(WHAT THE TASK ASKS):
Please return every line of the items below word for word, with nothing altered.

[Start DATA SECTION]

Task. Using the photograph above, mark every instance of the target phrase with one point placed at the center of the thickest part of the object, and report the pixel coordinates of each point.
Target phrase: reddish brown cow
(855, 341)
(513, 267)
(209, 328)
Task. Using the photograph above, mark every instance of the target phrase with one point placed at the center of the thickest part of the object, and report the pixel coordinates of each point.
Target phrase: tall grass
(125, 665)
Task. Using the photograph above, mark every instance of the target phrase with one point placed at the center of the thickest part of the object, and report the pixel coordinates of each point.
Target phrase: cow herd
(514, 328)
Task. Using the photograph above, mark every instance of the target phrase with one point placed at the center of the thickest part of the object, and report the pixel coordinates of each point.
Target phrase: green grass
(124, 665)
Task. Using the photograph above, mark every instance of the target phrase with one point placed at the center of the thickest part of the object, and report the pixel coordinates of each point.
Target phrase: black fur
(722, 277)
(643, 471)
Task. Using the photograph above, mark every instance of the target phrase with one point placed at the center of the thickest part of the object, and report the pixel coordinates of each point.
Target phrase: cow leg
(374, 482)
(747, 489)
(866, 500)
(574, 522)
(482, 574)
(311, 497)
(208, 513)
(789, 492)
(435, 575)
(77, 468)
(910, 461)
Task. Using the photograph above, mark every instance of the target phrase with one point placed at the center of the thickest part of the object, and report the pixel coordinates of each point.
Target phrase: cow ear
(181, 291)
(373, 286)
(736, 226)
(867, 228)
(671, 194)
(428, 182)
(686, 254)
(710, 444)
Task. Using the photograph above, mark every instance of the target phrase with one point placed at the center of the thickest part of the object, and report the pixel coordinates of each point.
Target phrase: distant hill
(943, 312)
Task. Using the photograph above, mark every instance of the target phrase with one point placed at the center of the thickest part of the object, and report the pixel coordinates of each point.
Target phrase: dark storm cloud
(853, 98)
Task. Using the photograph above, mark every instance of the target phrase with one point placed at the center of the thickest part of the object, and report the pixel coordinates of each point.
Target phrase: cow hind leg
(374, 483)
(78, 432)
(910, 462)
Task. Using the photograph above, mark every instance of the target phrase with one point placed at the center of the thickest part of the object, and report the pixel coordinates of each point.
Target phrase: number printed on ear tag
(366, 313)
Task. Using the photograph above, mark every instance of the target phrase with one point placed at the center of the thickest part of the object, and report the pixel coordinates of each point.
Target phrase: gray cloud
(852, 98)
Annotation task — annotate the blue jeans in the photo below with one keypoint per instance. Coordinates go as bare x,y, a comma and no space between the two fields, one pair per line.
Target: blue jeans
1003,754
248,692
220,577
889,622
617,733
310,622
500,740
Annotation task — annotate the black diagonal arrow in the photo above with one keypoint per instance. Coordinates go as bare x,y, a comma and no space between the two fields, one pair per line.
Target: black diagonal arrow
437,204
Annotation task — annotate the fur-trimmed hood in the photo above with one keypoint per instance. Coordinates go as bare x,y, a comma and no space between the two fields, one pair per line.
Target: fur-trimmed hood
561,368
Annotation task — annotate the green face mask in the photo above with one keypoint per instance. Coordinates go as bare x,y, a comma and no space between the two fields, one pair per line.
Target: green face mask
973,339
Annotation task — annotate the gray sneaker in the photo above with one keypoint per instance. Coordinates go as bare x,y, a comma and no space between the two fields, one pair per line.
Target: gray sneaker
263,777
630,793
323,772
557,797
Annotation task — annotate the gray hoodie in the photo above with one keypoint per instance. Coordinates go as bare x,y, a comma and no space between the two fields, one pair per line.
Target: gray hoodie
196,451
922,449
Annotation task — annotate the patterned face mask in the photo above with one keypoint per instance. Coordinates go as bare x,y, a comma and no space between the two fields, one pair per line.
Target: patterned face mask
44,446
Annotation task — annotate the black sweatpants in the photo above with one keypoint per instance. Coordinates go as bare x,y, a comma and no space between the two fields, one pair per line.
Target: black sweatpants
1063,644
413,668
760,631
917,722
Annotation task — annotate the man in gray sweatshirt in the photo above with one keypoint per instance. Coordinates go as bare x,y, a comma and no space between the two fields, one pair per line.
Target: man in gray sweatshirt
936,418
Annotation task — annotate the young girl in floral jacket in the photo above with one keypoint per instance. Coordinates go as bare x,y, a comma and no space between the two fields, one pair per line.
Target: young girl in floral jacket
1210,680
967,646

[End DATA SECTION]

(RESPONSE):
Task. Using the photograph above, mark every instance of the target phrase with one point placed at the center of the thickest part of the object, and report the pixel coordinates of each point.
Target phrase: reddish brown cow
(855, 341)
(513, 267)
(209, 328)
Task. Using the photograph above, mark every instance of the target phrase with one point placed at the center of the thickest part of the object, and report the pixel coordinates of each point.
Target phrase: tall grass
(125, 665)
Task. Using the photograph above, mark every instance of the target phrase with one point placed at the center of the thickest part of the object, and report the pixel coordinates of each point.
Target phrase: cow herd
(514, 328)
Task. Using the photograph above, mark every instance of the target phrase with one point placed at the center of the thickest part of the object, and report the pixel coordinates of each point.
Target phrase: green grass
(124, 665)
Task. Using the photograph above, mark every instance of the target phrase with one point placed at the center of the thickest part of the object, and report the pixel coordinates of each point.
Target phrase: black fur
(722, 277)
(643, 471)
Task. Using the photograph above, mark every instance of the target phrase with one point placed at the center of the thickest part of the object, and report the pixel coordinates of each point.
Target phrase: cow leg
(374, 482)
(747, 489)
(866, 500)
(574, 522)
(482, 574)
(311, 497)
(208, 513)
(789, 492)
(435, 575)
(77, 468)
(910, 461)
Task. Using the photograph above, mark every instance of the target phrase with one point placed at the center of the thickest part of the object, and report the pixel coordinates of each point.
Target phrase: cow ear
(181, 291)
(373, 286)
(736, 226)
(867, 228)
(671, 194)
(428, 182)
(686, 254)
(710, 444)
Task. Using the photograph above, mark every instance of the target phrase with one point placed at the center of the thickest part of the object, and report the pixel coordinates of each point.
Target phrase: distant hill
(943, 312)
Task. Using the photograph above, mark every instance of the target phrase with one point placed at the center of the thickest part of the object, and report the pixel coordinates of each point.
Target phrase: dark storm cloud
(853, 98)
Task. Using the photograph above, mark every instance of the target phrase with one point placed at the center of the thickest part of the object, and report the pixel coordinates of each point.
Target phrase: cow hind leg
(374, 483)
(78, 432)
(910, 462)
Task. Using the photograph above, mark every instance of the target phrase with one point placed at the center of the thickest part of the object, and report the pixel coordinates of each point.
Target phrase: number printed on ear tag
(366, 313)
Task. Using the photograph above, mark every instance of the target phrase with one point placed at the center of the thickest part of the object, and report the pixel coordinates of each point.
Target phrase: gray cloud
(852, 98)
Annotation task — annotate the blue jeans in the photo below with one keypoint per instance. Coordinates go as bare x,y, a comma and no space between the two fields, one pair per line.
Target: blue jeans
1003,754
248,692
220,577
889,622
617,733
310,622
500,740
Annotation task — annotate the black diagonal arrow in the photo above with one keypoint per instance. Coordinates go as bare x,y, a comma and no space between the two fields, one pair per line.
Target: black diagonal arrow
437,204
Annotation task — annotate the fur-trimmed hood in the photo above with one keypoint per instance. Coordinates go as bare x,y, a comma and no space between the two fields, one pair per line.
Target: fur-trimmed hood
561,368
Annotation task — annotate the green face mask in the photo above with one keypoint per instance. Coordinates go as bare x,y, a comma and no space between the two fields, one pair per line.
Target: green face mask
973,339
Annotation task — annotate the gray sneaker in the photo above with one keypoint per instance. Coordinates go as bare x,y, a comma and no space between the two fields, one pair per line.
Target: gray sneaker
263,777
630,793
323,772
557,797
Annotation task — annotate the gray hoodie in the photo above with one keypoint per instance. Coordinates go as bare x,y, a comma and no space between the two fields, one pair per line.
Target: gray hoodie
196,451
922,449
Annotation task — annotate the patterned face mask in the photo above with one keypoint per instance. Coordinates go as bare x,y, a comma and no space between the two fields, one pair per line.
Target: patterned face mask
44,446
Annotation task — annotate the black sweatpants in the photo above with one keypoint per instance. Coordinates go as bare x,y, a comma and no space between the two fields, one pair per line.
Target: black sweatpants
1063,644
413,668
760,631
917,722
Annotation task — annotate the man in gray sweatshirt in the photo above with one keypoint per instance. Coordinates go as bare x,y, a comma and no space between the two fields, one pair per line.
Target: man in gray sweatshirt
936,418
Annotation task — annotate the young girl in floral jacket in the photo above with one keypoint per instance. Coordinates go as bare x,y, a comma and no space between the two fields, one pair per line.
Target: young girl in floral jacket
1210,680
967,646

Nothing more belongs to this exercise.